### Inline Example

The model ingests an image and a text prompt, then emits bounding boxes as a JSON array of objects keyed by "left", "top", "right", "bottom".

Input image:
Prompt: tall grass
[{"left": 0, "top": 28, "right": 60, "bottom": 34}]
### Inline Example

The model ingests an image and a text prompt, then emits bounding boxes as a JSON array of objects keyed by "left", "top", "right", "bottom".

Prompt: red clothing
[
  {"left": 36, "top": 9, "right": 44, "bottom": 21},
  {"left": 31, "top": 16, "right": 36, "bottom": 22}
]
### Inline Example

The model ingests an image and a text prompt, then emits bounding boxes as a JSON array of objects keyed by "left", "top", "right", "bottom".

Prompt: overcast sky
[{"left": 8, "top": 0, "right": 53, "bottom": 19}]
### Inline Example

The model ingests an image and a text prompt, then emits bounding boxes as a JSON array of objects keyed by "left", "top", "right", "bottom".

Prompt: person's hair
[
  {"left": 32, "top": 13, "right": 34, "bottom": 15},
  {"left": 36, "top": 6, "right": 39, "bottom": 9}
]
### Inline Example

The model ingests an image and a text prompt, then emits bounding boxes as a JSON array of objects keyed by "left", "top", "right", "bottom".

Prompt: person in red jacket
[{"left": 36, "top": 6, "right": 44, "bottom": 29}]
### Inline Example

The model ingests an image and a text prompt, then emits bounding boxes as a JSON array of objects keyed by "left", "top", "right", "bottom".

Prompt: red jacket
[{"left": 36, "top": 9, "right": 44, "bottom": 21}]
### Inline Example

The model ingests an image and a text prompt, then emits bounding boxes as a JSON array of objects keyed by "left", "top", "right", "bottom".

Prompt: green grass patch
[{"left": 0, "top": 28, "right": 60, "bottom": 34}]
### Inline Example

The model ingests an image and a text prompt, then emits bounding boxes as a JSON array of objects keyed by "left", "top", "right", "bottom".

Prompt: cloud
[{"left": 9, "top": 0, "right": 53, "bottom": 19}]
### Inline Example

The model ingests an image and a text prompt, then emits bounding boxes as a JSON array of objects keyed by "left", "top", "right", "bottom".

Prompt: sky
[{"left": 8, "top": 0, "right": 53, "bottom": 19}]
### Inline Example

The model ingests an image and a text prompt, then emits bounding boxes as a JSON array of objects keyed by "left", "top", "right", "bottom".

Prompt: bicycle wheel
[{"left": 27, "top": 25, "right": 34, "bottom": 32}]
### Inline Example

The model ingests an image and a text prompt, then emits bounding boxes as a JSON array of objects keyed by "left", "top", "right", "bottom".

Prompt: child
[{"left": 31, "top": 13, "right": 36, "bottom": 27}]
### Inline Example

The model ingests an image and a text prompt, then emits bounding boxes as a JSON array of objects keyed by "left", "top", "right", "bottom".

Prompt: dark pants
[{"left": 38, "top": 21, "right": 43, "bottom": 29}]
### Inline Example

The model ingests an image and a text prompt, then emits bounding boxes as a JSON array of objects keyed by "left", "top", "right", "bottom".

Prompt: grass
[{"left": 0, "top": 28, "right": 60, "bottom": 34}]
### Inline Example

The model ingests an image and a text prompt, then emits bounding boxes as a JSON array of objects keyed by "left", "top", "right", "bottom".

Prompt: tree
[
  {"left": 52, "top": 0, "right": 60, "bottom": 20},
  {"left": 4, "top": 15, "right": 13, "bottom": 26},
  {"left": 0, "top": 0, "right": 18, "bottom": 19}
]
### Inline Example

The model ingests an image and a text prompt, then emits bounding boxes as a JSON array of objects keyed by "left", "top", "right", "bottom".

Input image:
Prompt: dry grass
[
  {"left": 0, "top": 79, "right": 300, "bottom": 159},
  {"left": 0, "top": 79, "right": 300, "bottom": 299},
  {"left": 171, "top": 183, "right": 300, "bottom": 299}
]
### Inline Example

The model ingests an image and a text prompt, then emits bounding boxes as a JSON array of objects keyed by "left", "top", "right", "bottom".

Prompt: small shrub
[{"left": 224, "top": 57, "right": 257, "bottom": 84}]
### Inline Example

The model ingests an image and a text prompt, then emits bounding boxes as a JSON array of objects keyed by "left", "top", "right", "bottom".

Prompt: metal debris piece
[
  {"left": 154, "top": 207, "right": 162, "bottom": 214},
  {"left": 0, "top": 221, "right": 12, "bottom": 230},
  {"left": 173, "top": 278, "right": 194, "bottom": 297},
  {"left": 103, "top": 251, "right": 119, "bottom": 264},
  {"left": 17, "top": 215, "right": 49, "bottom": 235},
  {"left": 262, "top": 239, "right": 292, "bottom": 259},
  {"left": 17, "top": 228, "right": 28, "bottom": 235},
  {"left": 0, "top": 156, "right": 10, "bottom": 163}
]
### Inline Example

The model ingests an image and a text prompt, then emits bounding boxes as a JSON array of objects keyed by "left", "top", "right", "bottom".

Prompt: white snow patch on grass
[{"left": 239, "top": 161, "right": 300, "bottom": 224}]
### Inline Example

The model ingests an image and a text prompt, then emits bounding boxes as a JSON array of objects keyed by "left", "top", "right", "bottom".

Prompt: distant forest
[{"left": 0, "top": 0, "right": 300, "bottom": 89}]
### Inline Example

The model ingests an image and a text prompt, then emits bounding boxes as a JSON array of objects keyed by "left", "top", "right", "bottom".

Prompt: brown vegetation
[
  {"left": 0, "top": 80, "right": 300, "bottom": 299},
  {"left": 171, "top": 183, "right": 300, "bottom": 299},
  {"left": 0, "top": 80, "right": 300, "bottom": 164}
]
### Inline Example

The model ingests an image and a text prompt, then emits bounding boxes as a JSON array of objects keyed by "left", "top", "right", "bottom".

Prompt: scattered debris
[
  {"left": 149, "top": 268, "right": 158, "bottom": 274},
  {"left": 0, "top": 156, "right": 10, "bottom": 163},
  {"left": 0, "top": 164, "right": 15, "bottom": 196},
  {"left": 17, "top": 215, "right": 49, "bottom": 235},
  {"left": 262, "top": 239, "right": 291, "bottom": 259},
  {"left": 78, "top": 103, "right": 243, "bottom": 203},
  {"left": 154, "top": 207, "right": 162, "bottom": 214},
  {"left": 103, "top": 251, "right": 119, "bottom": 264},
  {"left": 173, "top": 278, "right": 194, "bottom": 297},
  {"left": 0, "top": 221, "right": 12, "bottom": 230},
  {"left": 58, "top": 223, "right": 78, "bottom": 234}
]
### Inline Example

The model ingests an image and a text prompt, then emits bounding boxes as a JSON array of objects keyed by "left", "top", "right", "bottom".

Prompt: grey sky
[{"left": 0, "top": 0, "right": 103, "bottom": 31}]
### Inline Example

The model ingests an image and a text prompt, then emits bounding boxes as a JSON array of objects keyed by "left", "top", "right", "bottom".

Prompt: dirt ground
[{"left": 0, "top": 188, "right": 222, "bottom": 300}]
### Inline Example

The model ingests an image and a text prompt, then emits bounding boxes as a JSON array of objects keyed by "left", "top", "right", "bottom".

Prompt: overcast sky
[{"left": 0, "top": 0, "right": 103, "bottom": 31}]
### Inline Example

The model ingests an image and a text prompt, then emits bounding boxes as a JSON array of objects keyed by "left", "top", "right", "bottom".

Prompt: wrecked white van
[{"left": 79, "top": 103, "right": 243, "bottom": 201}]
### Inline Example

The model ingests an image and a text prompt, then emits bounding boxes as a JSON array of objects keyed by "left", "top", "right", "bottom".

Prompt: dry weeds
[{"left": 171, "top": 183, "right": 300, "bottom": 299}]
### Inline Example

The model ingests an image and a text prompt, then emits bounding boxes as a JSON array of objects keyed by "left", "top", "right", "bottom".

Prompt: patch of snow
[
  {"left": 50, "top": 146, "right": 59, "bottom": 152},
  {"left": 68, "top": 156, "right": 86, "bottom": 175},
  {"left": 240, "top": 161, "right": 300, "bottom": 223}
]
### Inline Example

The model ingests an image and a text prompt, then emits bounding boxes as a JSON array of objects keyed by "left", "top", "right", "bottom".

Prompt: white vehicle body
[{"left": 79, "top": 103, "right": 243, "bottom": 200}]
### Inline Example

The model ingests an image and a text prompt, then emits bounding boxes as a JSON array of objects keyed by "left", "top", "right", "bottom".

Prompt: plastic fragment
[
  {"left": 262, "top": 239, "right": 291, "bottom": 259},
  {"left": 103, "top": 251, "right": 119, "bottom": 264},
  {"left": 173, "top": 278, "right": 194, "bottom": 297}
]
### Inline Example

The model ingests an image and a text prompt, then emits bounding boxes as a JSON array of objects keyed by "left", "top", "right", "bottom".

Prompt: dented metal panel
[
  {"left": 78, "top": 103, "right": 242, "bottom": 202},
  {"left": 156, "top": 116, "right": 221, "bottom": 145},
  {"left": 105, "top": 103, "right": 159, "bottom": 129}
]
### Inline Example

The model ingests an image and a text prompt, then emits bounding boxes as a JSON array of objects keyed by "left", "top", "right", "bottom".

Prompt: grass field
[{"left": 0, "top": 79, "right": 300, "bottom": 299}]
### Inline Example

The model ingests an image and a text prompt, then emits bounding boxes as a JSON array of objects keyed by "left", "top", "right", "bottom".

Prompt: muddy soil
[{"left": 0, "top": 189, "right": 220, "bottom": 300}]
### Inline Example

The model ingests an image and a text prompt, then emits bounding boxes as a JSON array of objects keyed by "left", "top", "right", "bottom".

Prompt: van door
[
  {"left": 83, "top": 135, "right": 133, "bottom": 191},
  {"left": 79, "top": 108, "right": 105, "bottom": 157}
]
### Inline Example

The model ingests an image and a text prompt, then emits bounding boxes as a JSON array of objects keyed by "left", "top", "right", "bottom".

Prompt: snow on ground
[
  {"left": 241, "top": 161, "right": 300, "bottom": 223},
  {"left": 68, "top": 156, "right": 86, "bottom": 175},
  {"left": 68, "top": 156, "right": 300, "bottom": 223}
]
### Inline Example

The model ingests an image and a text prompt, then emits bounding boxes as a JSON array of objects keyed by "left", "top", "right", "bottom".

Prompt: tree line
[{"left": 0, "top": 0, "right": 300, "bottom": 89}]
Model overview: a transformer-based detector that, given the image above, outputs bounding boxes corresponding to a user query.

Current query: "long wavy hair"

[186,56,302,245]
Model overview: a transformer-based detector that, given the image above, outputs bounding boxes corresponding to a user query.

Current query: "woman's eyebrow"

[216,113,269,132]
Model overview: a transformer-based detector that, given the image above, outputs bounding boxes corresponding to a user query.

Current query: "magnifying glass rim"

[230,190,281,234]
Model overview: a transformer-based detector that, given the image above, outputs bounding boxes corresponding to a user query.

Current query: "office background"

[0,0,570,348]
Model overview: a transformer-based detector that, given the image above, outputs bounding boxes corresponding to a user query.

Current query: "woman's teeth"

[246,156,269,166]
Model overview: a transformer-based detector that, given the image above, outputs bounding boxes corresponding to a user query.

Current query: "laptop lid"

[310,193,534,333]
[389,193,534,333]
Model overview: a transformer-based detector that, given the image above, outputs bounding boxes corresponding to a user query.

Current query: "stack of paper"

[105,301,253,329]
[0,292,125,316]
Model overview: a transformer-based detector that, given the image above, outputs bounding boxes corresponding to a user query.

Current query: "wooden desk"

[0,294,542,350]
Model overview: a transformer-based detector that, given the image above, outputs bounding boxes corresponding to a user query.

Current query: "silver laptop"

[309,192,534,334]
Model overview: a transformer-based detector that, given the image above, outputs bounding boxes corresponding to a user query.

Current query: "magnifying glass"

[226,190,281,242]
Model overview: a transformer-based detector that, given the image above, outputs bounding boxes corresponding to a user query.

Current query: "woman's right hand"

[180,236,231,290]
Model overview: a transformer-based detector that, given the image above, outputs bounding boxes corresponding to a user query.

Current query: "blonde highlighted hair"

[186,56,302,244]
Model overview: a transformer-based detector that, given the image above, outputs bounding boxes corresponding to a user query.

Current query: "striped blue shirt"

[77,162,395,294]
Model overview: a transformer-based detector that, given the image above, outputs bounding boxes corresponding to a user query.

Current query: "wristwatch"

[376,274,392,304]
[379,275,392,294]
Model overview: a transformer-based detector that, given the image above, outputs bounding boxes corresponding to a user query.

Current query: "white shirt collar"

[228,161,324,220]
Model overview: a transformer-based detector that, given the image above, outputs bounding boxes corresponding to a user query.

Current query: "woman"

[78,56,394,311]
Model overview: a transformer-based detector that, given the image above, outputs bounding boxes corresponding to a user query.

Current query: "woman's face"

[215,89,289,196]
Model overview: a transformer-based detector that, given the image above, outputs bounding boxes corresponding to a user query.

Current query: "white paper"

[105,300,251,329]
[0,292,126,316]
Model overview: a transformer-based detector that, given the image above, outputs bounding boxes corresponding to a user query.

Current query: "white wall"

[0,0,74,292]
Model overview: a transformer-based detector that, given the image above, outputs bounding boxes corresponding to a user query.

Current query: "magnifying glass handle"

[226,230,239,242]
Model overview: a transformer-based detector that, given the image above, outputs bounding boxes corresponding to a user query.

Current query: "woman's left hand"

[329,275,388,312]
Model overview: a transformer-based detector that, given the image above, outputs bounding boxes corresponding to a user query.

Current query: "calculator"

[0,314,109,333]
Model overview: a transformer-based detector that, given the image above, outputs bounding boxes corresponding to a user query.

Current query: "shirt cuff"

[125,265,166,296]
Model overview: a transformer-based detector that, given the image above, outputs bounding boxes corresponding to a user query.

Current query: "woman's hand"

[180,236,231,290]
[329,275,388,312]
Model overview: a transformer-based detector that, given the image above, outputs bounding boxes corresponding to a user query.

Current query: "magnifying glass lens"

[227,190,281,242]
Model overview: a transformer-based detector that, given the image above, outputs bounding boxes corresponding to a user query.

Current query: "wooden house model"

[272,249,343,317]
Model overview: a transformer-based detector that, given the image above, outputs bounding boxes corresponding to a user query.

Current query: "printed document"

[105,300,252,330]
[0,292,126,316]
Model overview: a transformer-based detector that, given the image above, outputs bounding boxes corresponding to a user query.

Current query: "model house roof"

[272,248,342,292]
★ ★ ★ ★ ★ ★ ★
Find every line above that contains the word "metal" and copy each one out in full. Case counts.

Prompt: metal debris piece
Prompt: dented metal panel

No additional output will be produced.